Segment Open
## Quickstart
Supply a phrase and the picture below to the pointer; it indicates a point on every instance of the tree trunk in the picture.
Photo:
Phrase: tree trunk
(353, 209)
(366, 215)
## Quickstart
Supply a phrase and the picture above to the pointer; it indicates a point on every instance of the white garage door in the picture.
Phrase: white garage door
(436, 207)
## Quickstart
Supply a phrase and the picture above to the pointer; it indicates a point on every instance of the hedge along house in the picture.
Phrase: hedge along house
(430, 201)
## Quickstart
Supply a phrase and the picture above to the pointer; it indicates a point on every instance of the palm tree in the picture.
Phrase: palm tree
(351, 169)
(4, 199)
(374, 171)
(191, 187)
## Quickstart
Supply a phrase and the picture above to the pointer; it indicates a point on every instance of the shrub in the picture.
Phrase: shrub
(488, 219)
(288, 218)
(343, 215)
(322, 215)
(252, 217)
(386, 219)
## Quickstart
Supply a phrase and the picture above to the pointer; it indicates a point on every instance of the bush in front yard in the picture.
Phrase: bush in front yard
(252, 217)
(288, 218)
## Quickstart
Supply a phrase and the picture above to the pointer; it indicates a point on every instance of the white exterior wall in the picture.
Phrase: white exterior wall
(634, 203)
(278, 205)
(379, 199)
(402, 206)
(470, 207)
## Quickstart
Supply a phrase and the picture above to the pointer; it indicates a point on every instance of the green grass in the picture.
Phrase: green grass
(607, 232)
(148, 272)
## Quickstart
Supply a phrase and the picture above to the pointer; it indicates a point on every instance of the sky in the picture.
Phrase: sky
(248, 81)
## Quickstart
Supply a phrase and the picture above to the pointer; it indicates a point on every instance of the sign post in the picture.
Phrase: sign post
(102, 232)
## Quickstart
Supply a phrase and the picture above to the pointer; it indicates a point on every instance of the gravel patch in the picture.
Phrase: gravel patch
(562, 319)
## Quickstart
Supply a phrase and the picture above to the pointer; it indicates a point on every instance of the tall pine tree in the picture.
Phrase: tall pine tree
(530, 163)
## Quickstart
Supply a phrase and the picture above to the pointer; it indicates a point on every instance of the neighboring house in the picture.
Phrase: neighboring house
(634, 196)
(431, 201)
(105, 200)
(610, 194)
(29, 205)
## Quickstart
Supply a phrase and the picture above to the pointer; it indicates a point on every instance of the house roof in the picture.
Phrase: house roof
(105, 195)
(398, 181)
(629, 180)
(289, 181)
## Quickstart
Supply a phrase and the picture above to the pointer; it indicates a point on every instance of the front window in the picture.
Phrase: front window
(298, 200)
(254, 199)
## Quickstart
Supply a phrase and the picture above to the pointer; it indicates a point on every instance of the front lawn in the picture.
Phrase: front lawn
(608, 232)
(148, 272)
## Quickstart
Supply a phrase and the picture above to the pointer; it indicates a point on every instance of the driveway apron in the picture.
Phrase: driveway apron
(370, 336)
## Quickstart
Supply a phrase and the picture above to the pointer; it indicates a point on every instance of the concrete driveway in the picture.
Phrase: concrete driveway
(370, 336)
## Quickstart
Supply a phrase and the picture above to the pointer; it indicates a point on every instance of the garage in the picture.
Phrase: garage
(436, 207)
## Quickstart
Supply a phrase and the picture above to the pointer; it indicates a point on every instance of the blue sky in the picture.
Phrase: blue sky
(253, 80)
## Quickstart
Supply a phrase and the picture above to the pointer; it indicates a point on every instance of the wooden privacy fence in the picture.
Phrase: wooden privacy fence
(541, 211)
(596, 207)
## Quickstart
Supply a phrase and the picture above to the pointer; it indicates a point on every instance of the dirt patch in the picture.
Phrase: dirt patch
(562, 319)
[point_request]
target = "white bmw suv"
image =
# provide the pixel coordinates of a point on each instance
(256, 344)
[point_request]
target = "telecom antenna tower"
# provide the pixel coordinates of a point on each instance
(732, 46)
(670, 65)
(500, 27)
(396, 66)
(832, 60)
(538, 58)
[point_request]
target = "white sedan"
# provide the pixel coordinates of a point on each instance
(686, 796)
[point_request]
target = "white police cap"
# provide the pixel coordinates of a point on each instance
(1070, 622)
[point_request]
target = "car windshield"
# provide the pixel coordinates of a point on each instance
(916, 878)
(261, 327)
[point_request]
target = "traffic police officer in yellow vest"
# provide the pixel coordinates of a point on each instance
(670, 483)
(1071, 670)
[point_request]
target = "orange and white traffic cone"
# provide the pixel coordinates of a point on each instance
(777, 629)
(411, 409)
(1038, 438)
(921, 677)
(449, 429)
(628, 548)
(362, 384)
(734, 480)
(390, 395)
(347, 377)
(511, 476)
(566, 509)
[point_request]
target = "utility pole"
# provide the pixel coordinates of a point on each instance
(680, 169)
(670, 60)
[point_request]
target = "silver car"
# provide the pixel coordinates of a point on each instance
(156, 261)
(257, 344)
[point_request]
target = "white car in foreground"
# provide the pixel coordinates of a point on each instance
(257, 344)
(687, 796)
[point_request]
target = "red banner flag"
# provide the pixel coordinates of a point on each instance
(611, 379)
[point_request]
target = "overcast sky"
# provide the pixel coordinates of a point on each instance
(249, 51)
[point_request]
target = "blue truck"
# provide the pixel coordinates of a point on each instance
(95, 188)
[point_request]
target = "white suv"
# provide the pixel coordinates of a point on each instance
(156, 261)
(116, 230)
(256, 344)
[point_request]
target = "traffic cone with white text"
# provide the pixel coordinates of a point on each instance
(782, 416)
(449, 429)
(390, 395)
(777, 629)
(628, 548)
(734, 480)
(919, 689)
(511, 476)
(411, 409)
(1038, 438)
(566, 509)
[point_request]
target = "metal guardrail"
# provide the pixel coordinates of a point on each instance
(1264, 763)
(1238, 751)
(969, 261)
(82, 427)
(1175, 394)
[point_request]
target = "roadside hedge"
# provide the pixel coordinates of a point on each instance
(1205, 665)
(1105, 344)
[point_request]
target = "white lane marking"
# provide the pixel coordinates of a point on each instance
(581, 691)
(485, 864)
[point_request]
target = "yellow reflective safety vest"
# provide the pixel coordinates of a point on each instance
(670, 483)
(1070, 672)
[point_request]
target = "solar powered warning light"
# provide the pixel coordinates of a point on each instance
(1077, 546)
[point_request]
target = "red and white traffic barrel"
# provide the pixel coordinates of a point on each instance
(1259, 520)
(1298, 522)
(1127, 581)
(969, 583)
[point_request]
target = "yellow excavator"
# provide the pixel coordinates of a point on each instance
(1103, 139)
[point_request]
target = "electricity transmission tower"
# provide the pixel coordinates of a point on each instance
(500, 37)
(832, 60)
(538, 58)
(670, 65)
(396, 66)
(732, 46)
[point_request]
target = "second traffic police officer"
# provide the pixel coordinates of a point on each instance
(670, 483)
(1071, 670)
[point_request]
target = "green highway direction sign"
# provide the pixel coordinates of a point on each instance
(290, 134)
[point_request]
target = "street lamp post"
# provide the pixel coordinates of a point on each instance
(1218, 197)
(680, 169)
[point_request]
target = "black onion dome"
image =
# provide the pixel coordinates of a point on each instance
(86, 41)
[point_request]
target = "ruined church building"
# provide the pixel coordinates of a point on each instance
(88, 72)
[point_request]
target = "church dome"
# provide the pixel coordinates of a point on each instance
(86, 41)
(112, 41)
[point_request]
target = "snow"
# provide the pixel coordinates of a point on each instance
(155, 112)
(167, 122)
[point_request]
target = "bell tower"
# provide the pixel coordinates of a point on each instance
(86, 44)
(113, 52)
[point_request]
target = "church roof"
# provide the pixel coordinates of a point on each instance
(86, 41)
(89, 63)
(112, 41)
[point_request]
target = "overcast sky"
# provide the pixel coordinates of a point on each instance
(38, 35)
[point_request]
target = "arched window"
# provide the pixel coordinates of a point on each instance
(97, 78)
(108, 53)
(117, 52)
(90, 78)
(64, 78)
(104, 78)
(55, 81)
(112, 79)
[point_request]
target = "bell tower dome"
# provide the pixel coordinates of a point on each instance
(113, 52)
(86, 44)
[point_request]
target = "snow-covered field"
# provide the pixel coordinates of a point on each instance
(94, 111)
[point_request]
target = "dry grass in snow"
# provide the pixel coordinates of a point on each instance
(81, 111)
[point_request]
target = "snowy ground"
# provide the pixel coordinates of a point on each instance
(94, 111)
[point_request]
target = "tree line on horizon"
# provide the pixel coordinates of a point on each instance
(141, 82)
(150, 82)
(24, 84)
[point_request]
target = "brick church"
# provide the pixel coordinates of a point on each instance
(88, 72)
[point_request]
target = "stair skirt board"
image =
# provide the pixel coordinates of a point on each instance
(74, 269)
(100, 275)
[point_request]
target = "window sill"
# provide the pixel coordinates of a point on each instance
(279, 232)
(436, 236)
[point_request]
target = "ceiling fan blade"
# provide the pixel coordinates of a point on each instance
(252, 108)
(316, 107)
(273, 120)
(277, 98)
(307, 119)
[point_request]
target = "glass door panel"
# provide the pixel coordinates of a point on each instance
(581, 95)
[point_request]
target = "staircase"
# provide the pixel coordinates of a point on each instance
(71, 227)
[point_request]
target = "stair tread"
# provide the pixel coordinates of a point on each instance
Segment Closed
=== WHAT TO DO ===
List all lines from the entries that include the word "vest".

=== THE ANSWER ===
target = "traffic police officer in yellow vest"
target = "yellow reflective safety vest"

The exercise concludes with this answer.